▸ **Records**

# # # #

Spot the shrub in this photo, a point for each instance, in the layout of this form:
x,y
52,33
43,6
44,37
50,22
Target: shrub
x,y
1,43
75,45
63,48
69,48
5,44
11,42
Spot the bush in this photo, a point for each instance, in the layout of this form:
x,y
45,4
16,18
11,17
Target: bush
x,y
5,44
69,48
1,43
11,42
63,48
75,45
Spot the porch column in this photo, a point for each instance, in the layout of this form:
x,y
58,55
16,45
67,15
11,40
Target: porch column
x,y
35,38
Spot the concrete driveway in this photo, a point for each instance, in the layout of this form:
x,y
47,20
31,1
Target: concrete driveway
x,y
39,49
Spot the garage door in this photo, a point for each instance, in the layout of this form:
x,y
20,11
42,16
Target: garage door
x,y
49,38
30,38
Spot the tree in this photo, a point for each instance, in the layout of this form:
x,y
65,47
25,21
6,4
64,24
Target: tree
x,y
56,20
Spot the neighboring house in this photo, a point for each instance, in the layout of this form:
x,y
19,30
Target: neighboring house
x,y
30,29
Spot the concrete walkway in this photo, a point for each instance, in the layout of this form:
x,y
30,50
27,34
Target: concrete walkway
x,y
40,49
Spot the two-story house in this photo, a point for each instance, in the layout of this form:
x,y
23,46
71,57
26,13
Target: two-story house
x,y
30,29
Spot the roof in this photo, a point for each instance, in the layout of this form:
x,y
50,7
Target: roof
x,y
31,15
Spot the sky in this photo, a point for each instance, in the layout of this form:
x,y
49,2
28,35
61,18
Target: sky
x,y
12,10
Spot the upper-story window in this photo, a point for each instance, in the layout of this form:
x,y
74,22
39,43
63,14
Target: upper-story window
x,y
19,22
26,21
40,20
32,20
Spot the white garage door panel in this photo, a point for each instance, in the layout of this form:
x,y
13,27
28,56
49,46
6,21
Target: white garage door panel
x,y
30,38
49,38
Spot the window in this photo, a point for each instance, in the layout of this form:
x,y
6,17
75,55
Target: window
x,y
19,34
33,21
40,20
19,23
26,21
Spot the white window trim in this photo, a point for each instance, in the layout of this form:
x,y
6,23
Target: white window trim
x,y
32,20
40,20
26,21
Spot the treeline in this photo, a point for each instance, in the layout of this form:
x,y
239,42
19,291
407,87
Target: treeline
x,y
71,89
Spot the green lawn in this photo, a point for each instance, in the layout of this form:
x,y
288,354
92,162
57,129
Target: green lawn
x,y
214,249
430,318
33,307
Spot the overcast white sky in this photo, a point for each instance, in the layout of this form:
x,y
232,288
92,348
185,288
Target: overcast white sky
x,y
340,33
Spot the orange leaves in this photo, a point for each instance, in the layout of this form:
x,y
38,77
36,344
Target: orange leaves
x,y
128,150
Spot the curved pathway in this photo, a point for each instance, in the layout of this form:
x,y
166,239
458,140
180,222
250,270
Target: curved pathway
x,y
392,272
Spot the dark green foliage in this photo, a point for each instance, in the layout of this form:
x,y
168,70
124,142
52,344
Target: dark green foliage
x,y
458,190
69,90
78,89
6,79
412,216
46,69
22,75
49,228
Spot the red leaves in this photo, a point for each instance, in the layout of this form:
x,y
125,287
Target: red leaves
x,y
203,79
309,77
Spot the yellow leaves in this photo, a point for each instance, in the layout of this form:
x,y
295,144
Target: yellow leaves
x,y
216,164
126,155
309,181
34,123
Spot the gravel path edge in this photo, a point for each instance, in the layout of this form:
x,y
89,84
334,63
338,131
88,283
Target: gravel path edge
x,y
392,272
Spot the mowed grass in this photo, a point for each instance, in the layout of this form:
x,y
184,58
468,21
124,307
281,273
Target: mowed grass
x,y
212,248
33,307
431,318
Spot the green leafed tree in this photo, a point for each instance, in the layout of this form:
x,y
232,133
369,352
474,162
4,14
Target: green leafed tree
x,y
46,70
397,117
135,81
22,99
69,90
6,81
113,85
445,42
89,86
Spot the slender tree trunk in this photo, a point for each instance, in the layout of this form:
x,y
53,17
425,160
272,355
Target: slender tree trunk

# # # #

▸ **EXERCISE GOAL**
Set out exactly the run of lines that begins at the line holding "Spot the yellow" and ends at the last line of the data.

▸ **WRITTEN ANSWER**
Spot the yellow leaves in this photo, a point for each instance, in the layout of this form:
x,y
295,144
Target: yellow leaves
x,y
216,164
126,155
309,181
34,123
Spot the gravel path edge in this photo, a point for each instance, in the layout of this form:
x,y
89,84
334,63
338,131
88,283
Target: gravel path edge
x,y
392,272
Spot the mowed grass in this photo, a point for each instance, in the layout of this form:
x,y
184,58
468,21
124,307
281,273
Target: mowed grass
x,y
212,248
33,307
431,318
Spot the green leafed tree in this photo, a point for each instance, in the layout of this form:
x,y
232,133
369,352
474,162
4,14
Target: green leafed tree
x,y
46,70
397,117
135,81
22,99
69,90
6,81
113,85
445,42
89,86
Spot the slender tree trunk in this photo, a point for each instance, in the layout of this form:
x,y
53,17
425,160
272,355
Target: slender tree trunk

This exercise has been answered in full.